TEXT PROVIDED.
+===+

I Come From Bogan Stock: Genine Confesses Her Family Roots PART ONE

9 Jan

I was sitting on the couch the other day watching TV and my husband pointed out that I was “still a bogan”. I was horrified! “As if!” I exclaimed.

However, deep down, I knew it was the truth. Maybe my Ugg Boots gave it away? I don’t know …

But how can this be? I am such a classy person – stylish, refined, well-spoken. I am a blogger and magazine publisher, and I rub shoulders with other stylish, refined, well-spoken people. Plus, all the soirées I attend are most definitely mullet-free zones.

How could I be referred to as a bogan? So I headed to the trusted source that knows all – Wikipedia – to find out what defines a bogan and to prove my husband wrong. Rowan, I am certainly not and have never been a bogan.

According to Wikipedia, a Bogan is defined as;

“The term bogan is Australian and New Zealand slang, usually pejorative or self-deprecating, for an individual who is recognised to be from a lower class background or someone whose limited education, speech, clothing, attitude and behaviour exemplifies such a background … Bogans typically wore “acid wash” jeans, ugg boots, and band t-shirts; had “mullet” style haircuts; and lived in the suburbs.Vehicles such as Holden Commodore or Ford Falcon utes also have similar association …” http://en.wikipedia.org/wiki/Bogan

Bugger.

The evidence is all there … I think I am in fact, a Bogan.

FACT 1 THAT GENINE IS A BOGAN … We lived in the suburbs of Melbourne (where all good bogans grow up). In fact, one suburb we lived in for most of my teenage years had the highest crime rate and drug use in Victoria (though it may have been Australia …). We used to hang out at the local milk bar and meet down the oval near the dunny block.

FACT 2 THAT GENINE IS A BOGAN … I am pretty sure they based the movie The Castle on our family and cousins. In fact, I am certain the script writers were around at my house at dinner time;

Dale Kerrigan: [voice-over] Dad also had a way of making everyone feel important … And he would compliment Mum every night on her cooking.
Darryl Kerrigan: Well hello. How’s this boys. Woo hoo. What’ do you call this?
Sal Kerrigan: Chicken.
Darryl Kerrigan: And it’s got something sprinkled on it.
Sal Kerrigan: Seasoning, Darryl.

+===+

WHAT YOU NEED TO DO.
1. Answer these questions using the blog post about bogan roots:
(a) What did the writer's husband point out while she was watching TV?
(b) Which movie does the writer believe was based on her family and cousins?
(c) In the suburbs of which city did the writer's family live?
2. Reproduce the passage of the blog post about bogan roots that begins at the words "But how can" and stops after the words "been a bogan.".

EXTRACTED INFORMATION.
+===+

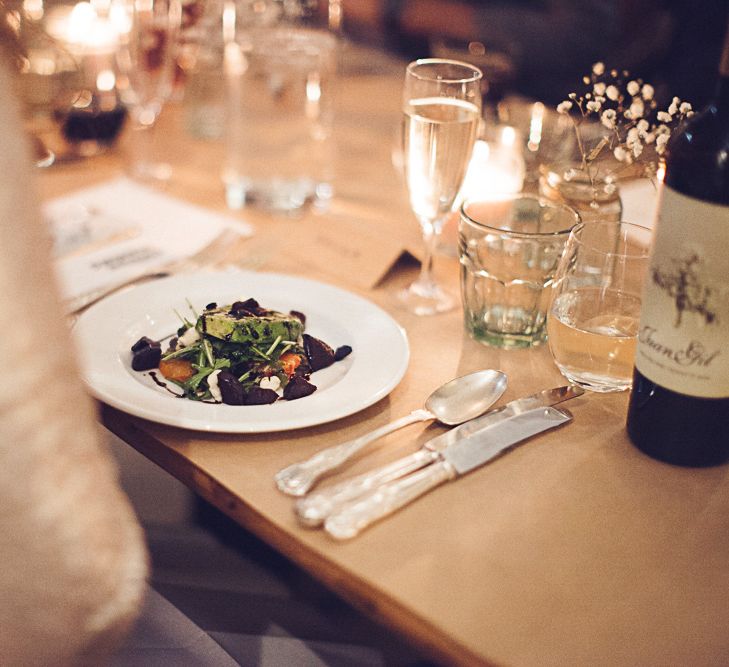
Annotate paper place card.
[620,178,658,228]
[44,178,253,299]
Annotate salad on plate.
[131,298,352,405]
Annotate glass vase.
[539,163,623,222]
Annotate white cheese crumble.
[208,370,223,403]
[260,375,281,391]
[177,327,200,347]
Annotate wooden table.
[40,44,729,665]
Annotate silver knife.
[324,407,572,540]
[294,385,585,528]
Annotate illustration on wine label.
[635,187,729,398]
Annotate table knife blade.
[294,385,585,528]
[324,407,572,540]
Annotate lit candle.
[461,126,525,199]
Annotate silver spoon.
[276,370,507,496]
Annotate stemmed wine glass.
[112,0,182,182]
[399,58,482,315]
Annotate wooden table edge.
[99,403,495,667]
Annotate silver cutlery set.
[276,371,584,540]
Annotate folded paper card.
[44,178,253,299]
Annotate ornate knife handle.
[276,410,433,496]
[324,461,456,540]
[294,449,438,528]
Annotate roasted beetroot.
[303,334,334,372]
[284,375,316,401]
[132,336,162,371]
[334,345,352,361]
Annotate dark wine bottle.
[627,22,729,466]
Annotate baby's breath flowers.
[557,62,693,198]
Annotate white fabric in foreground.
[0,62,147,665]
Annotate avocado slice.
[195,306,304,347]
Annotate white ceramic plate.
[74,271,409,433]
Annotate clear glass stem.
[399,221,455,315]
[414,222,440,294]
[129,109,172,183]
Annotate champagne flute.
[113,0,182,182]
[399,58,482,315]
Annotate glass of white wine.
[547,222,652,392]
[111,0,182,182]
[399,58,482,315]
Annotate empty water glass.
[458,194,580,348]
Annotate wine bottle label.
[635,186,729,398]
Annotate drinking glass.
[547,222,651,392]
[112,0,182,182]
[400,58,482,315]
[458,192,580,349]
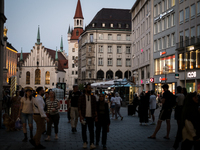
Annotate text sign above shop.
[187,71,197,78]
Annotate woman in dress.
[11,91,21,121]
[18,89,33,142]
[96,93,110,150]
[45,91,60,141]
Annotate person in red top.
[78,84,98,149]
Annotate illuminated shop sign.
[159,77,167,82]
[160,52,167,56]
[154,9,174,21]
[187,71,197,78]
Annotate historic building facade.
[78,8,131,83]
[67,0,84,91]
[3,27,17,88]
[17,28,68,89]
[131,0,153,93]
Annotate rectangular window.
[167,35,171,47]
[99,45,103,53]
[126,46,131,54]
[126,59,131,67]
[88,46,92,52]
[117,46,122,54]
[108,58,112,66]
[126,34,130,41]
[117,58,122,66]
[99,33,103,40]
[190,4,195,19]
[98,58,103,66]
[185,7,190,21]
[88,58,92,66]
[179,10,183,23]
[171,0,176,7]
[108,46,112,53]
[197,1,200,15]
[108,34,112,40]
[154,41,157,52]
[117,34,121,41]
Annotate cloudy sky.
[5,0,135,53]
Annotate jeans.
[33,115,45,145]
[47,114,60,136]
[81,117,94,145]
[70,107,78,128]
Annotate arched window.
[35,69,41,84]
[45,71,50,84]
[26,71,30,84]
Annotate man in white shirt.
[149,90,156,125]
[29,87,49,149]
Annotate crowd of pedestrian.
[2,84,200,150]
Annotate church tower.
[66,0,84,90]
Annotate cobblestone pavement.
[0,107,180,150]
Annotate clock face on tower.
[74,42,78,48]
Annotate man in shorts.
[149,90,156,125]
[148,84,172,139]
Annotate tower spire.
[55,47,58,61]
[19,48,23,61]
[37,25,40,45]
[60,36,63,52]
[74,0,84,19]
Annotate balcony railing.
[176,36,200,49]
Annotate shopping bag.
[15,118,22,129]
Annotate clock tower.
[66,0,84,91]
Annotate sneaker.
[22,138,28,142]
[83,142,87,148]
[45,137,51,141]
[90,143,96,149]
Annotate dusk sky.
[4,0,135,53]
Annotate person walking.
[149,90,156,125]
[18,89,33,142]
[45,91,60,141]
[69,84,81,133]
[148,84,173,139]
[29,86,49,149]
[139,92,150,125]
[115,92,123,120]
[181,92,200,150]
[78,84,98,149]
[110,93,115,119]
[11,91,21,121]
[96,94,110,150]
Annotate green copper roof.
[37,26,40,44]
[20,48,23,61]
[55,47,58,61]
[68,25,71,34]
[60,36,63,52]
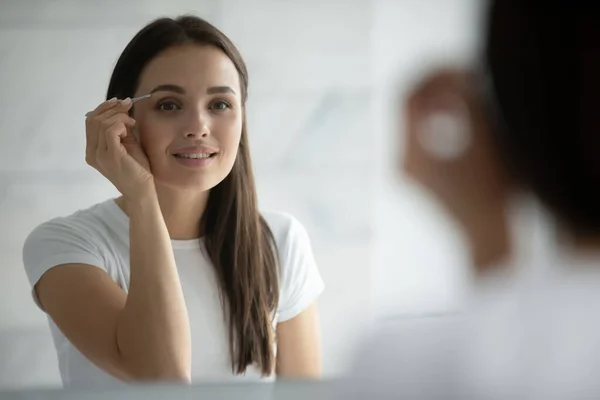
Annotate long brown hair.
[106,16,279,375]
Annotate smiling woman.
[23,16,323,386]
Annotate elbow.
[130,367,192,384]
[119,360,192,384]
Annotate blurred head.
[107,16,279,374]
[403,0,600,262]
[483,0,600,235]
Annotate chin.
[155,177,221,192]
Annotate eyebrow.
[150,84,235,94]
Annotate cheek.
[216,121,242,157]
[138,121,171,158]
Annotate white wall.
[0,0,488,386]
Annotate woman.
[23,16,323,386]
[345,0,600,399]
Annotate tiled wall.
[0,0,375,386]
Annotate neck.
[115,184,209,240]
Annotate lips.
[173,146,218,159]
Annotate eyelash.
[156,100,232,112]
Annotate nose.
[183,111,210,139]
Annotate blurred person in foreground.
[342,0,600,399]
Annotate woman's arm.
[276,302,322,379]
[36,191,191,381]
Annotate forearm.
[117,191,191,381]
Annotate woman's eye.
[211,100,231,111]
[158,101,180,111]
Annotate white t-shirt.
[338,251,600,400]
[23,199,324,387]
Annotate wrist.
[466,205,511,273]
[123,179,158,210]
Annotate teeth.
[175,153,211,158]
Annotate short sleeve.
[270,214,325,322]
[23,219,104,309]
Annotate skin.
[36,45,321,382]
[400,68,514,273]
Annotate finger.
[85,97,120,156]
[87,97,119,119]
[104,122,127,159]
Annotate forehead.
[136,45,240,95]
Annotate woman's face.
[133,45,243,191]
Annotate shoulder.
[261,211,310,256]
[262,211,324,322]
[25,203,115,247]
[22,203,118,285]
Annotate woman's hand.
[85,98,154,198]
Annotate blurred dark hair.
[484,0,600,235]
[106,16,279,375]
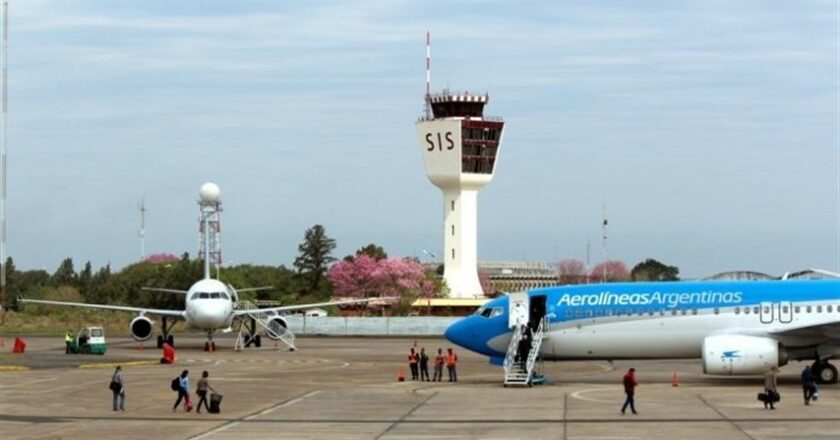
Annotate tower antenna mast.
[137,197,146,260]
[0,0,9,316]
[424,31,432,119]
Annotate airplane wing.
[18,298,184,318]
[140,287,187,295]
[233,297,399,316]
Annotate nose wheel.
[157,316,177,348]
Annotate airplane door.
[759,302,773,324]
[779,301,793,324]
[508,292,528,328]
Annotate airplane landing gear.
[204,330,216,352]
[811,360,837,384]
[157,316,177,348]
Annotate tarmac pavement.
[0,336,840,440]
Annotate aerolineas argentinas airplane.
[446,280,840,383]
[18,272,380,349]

+===+

ANSWERS FOR THE EXERCISE.
1.
(a) He pointed out that she was "still a bogan".
(b) The Castle.
(c) Melbourne.

2.
But how can this be? I am such a classy person – stylish, refined, well-spoken. I am a blogger and magazine publisher, and I rub shoulders with other stylish, refined, well-spoken people. Plus, all the soirées I attend are most definitely mullet-free zones.

How could I be referred to as a bogan? So I headed to the trusted source that knows all – Wikipedia – to find out what defines a bogan and to prove my husband wrong. Rowan, I am certainly not and have never been a bogan.